-- Complete the following --
1. Rewrite the paragraph of the essay on free offers that begins "My father played three-chord hillbilly guitar" as a shorter paragraph, keeping its main facts.
2. In the essay on free offers, what name did the band choose to draw audiences?
3. Reproduce the stretch of the essay on free offers from "Free Security?" through "lonely boy to do?", swapping "oboe" for "tuba".

-- Source document --
↓

Free Security?

If you are 17 and want to guarantee yourself a dateless Friday night, my advice is to take up the oboe. When the cute new transfer student in my geography class found out my after-school activities involved Brahms and Telemann, the door to possible...


If you are 17 and want to guarantee yourself a dateless Friday night, my advice is to take up the oboe. When the cute new transfer student in my geography class found out my after-school activities involved Brahms and Telemann, the door to possible romance closed tighter than a hatch on a submarine. As word spread through school that my extracurricular performances required a white shirt and tails rather than a numbered jersey, I became black and blue from being touched with ten-foot poles. What was a lonely boy to do?

My father played three-chord hillbilly guitar for most of his life. I told him I enjoyed the orchestra, but all the hot chicks really dug guitar players — although not necessarily Gene Autry or Hank Williams. He took pity on me and dragged home a cheesy Teisco Del Ray electric with a nail behind the twelfth fret and a battered 1963 Fender Concert 60-watt tube amplifier. He taught me those three chords, and I would turn up that amp so loud that my bell bottoms flapped at the ankle. Surely this would improve my opportunities with the girl in Geography class.

I joined up with some guys from the school jazz ensemble to form a band, and we played what passed for rock music in that small Midwestern town. Translation: we sucked. Badly. In order to secure audiences in the dusty, fly-blown truck stops and roadside watering holes, we decided on a cunning plan: we named our band “Free Beer.” We planned to see our name in lights on the mobile marquee: One Night Only! Free Beer!

I suppose it was simply too good an idea, perhaps far ahead of its time. After several heated discussions with possible employers for our troupe, we were turned away even before the audition. The discussions always involved the concept of false advertising.
I guess I should have gone into marketing. “Free” has become a staple of modern corporate pitches. I was excited when I recently learned I could get free carpeted floor mats and an upgraded stereo system for my car — but I need to purchase a new Mercedes Benz this month only. The local public television station wants to give me a free tote bag and DVD of The Best of Wayne Newton — if I donate $150 during today’s telethon. A national home protection company will install a free security system in my home — however, I must commit to two years of monitoring at a “special” price. A nice barrister in Nigeria is willing to cut me in on 30 percent of his deceased client’s portfolio of $18 million Euros — providing I immediately send him my personal banking information so he may transfer the funds to me for “investment purposes.”

Most of us have figured out that free is never really free, and deals too good to pass up should really be passed up. As we gain experience, we learn to look for the caveats, as well as the ifs, ands or buts of the deal. None of us works for free, so why would anyone else be willing to do the same? People (and companies) don’t survive giving away valuable services or commodities. They may give you something for free and roll that expense into a larger deal, or they may use the freebie as a loss-leader to hook you in to profit-making sales. In any case, free is rarely free.

↑

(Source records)
↓

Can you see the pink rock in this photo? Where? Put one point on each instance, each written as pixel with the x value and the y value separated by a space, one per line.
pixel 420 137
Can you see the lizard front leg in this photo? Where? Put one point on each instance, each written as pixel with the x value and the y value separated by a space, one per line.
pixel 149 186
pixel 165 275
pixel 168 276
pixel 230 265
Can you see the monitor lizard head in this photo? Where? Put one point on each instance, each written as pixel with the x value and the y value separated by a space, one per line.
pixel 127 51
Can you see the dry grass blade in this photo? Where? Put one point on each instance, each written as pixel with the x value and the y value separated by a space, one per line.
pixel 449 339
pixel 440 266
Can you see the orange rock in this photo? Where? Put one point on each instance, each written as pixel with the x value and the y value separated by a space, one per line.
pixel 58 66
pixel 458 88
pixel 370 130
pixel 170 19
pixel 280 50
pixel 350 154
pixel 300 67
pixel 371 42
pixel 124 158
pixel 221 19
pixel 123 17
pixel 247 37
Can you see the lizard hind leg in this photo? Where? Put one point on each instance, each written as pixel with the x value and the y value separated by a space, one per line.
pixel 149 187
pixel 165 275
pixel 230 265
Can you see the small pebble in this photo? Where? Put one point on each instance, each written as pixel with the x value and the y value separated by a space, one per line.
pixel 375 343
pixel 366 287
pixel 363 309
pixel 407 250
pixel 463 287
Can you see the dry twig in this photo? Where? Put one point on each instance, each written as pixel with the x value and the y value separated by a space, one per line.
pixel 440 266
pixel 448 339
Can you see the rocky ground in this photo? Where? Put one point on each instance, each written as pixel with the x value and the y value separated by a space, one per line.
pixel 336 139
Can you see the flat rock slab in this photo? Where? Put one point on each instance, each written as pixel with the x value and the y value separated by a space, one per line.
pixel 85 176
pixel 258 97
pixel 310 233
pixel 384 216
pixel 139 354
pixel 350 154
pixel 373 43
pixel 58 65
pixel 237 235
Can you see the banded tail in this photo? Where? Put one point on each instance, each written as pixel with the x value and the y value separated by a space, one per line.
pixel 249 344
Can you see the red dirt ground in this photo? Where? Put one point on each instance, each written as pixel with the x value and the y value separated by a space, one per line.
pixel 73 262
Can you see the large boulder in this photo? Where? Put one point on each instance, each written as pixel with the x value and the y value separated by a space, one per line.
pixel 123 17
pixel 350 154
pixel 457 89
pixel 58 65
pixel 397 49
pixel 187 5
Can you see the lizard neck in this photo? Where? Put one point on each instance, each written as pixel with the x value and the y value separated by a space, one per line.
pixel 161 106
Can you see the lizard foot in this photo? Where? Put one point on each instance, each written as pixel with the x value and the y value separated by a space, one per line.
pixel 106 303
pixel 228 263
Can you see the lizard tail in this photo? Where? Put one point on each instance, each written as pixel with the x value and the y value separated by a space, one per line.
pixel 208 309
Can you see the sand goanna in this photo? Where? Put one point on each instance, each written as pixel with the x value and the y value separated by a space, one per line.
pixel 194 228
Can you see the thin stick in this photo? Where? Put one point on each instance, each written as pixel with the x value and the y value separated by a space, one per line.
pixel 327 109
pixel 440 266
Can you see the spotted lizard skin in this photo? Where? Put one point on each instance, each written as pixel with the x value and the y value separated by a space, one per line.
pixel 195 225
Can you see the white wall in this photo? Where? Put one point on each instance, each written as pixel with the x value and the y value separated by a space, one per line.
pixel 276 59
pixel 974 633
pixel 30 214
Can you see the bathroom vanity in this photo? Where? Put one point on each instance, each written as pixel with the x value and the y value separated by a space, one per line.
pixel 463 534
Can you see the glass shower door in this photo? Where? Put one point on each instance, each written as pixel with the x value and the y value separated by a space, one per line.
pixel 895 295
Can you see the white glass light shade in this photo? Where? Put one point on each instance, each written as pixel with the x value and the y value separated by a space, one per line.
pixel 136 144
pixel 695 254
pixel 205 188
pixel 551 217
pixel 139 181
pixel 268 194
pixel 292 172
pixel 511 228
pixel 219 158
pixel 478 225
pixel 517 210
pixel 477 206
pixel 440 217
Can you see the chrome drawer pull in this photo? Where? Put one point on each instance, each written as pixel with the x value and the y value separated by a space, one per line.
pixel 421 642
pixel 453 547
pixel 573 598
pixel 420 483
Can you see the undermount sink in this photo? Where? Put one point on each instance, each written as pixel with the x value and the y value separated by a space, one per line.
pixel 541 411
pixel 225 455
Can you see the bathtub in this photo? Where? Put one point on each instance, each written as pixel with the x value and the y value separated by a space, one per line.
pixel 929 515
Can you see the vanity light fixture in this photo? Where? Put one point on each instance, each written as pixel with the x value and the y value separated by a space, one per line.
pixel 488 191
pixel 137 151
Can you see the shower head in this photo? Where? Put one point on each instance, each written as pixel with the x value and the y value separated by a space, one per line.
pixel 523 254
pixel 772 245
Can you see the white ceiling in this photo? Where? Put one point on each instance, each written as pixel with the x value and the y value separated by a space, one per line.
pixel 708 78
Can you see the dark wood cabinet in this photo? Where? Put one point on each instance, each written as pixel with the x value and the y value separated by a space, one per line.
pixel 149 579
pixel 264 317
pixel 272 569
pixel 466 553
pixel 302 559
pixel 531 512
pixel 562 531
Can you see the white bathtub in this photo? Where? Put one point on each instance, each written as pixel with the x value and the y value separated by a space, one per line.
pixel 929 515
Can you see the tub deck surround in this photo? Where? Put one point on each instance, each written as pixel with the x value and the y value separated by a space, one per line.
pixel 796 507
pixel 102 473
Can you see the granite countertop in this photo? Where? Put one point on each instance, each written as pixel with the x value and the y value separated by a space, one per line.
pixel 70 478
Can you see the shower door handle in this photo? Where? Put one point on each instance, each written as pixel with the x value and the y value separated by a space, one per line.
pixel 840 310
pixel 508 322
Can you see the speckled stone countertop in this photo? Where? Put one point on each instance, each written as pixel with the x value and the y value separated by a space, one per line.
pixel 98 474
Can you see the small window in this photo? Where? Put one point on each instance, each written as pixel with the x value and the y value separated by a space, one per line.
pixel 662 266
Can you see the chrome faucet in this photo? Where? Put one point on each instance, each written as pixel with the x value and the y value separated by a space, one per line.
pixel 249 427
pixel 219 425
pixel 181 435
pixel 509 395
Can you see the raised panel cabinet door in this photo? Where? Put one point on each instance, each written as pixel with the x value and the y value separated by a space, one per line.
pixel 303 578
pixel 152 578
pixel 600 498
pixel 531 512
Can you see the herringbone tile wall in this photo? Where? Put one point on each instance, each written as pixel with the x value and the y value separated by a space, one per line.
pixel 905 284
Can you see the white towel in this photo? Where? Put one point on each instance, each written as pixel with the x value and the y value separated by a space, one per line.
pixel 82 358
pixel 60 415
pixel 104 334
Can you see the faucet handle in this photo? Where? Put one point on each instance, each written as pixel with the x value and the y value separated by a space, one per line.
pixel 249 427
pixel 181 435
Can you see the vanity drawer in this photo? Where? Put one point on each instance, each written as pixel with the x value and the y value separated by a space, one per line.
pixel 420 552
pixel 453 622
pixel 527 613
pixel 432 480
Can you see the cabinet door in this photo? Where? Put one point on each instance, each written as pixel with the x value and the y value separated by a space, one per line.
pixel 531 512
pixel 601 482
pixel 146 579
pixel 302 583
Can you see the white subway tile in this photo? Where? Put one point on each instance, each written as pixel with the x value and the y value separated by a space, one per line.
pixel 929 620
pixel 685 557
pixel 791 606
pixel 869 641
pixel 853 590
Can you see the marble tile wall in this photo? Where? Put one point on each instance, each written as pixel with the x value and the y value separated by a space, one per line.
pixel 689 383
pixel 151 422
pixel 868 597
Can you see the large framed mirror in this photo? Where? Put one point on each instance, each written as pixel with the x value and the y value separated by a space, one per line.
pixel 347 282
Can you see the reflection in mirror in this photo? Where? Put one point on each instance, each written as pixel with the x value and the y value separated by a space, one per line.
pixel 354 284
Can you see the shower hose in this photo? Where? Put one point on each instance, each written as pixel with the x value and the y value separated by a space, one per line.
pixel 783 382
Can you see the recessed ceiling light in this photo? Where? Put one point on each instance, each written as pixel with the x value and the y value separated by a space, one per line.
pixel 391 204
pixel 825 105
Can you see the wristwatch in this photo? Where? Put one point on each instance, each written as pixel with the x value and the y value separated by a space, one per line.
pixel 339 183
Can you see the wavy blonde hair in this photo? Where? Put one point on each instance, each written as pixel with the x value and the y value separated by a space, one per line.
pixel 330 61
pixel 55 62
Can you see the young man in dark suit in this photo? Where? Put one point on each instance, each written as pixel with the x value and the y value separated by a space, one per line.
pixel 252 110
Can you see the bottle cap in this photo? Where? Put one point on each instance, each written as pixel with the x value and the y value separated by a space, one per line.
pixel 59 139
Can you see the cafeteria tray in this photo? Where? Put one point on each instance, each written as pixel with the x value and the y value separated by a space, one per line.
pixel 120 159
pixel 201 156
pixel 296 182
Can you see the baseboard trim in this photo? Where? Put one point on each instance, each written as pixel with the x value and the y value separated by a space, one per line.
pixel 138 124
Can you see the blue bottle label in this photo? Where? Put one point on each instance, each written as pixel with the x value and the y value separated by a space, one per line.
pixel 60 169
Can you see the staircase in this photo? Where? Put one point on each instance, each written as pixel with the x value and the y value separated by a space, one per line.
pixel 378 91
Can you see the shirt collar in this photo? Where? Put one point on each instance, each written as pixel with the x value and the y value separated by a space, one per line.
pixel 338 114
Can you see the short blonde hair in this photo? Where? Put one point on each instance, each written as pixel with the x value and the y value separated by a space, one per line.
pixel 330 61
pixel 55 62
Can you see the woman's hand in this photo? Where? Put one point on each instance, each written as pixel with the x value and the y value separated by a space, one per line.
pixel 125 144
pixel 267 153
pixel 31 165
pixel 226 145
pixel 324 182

↑
↓

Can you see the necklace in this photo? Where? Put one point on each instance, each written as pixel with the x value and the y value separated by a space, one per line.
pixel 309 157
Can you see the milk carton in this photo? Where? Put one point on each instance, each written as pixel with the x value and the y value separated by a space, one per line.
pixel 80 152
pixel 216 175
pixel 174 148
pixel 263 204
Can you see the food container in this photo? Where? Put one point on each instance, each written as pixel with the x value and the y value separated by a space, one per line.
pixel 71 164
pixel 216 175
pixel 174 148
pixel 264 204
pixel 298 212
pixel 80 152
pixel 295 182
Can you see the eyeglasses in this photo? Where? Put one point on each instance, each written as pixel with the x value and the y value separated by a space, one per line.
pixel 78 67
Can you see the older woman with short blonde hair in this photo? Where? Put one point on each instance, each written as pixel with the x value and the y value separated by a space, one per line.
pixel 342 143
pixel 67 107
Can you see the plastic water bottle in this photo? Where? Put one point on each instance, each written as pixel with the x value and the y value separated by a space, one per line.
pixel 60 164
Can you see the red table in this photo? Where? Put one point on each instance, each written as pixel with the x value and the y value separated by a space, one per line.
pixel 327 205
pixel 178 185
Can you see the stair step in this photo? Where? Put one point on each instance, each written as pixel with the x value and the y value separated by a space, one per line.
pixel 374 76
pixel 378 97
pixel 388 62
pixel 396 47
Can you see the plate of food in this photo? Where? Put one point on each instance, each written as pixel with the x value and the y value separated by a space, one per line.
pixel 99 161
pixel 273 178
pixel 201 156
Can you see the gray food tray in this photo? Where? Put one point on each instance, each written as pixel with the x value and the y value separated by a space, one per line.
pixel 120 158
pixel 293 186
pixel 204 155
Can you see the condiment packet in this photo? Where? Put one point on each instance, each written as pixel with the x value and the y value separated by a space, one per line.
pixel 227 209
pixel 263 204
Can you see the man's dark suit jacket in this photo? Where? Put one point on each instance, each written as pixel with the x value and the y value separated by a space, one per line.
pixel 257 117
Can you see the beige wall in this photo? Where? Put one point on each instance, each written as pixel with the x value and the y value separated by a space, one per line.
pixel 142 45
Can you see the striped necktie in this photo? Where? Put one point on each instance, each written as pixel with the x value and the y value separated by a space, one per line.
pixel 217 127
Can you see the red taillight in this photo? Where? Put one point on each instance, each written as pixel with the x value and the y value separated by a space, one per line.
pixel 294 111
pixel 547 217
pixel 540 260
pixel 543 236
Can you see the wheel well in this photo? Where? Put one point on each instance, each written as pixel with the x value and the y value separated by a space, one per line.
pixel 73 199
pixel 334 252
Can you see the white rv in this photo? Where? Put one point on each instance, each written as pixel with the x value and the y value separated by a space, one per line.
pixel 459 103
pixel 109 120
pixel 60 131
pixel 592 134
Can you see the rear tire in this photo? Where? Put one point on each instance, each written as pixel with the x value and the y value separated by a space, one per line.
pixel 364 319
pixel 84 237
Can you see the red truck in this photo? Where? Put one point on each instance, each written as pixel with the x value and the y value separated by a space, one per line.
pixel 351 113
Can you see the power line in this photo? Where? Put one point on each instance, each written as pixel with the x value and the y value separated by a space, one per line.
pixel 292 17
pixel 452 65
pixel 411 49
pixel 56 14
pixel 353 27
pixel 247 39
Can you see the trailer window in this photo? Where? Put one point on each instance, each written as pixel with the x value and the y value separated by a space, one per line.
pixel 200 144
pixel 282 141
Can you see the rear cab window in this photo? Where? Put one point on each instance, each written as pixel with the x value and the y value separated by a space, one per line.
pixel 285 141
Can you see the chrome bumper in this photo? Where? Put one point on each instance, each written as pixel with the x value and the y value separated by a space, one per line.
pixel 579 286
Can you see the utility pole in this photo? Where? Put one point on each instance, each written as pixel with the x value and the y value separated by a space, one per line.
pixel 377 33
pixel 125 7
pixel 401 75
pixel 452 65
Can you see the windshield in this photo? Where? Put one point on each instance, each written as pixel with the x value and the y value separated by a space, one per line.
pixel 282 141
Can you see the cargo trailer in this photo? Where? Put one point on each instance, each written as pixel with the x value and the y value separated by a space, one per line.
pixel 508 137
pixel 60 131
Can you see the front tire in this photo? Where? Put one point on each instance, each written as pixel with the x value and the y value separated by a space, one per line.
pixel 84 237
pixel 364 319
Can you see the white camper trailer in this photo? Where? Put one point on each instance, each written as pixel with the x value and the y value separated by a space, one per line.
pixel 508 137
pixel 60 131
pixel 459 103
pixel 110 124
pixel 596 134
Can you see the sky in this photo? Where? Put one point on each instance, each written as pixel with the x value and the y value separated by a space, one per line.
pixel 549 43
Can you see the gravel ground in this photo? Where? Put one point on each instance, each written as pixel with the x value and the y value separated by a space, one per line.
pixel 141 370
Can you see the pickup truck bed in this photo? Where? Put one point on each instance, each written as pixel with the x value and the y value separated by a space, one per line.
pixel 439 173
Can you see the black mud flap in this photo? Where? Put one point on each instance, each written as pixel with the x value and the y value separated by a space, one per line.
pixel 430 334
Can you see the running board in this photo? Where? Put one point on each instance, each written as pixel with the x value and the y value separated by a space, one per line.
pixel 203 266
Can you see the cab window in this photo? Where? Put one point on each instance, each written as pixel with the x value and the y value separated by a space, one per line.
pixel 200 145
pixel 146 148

↑

-- Responses by task --
1. The narrator's father had played three-chord hillbilly guitar most of his life. After hearing that girls liked guitar players, he brought home a cheap Teisco Del Ray electric with a nail behind the twelfth fret and a battered 1963 Fender Concert 60-watt tube amplifier. He taught the narrator his three chords. The narrator played at high volume, hoping to improve their chances with the girl from geography class.

2. "Free Beer."

3.
Free Security?

If you are 17 and want to guarantee yourself a dateless Friday night, my advice is to take up the tuba. When the cute new transfer student in my geography class found out my after-school activities involved Brahms and Telemann, the door to possible...


If you are 17 and want to guarantee yourself a dateless Friday night, my advice is to take up the tuba. When the cute new transfer student in my geography class found out my after-school activities involved Brahms and Telemann, the door to possible romance closed tighter than a hatch on a submarine. As word spread through school that my extracurricular performances required a white shirt and tails rather than a numbered jersey, I became black and blue from being touched with ten-foot poles. What was a lonely boy to do?